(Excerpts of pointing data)
===============
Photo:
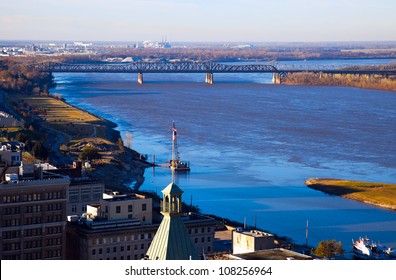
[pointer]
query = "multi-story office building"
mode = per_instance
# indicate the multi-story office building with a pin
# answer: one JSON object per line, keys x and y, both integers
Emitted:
{"x": 34, "y": 203}
{"x": 33, "y": 217}
{"x": 82, "y": 192}
{"x": 126, "y": 230}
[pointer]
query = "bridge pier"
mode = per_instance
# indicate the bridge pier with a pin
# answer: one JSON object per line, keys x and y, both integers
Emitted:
{"x": 140, "y": 78}
{"x": 209, "y": 78}
{"x": 276, "y": 78}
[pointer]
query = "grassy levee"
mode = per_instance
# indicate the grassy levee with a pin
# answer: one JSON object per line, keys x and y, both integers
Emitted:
{"x": 66, "y": 130}
{"x": 379, "y": 194}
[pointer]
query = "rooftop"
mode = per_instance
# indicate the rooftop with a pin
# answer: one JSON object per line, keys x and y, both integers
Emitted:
{"x": 271, "y": 254}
===============
*GOAL OF THE EXERCISE:* Return all of the entries word for word, but omit the pictures.

*REPLY TO THE EXERCISE:*
Photo:
[pointer]
query = "multi-story office building"
mode = per_instance
# indicate the multi-story office building with a pin
# answer: one JSON object per line, keys x and y, both integers
Emitted:
{"x": 34, "y": 203}
{"x": 33, "y": 217}
{"x": 82, "y": 192}
{"x": 126, "y": 230}
[pointer]
query = "bridge pier"
mode = per_instance
# indicate the bridge pier with a pin
# answer: one JSON object per line, keys x and y, both integers
Emitted:
{"x": 140, "y": 78}
{"x": 209, "y": 78}
{"x": 276, "y": 78}
[pointer]
query = "grassy levee"
mode = per_instance
# indicate the grassy levee with a pin
# answer: one JSON object per line, keys x and y, both integers
Emitted:
{"x": 66, "y": 130}
{"x": 379, "y": 194}
[pointer]
query = "rooftop"
mode = per_instance
# indicate the rooftop with a pin
# answer: one JSON object per line, keys x and y, both integers
Emitted:
{"x": 271, "y": 254}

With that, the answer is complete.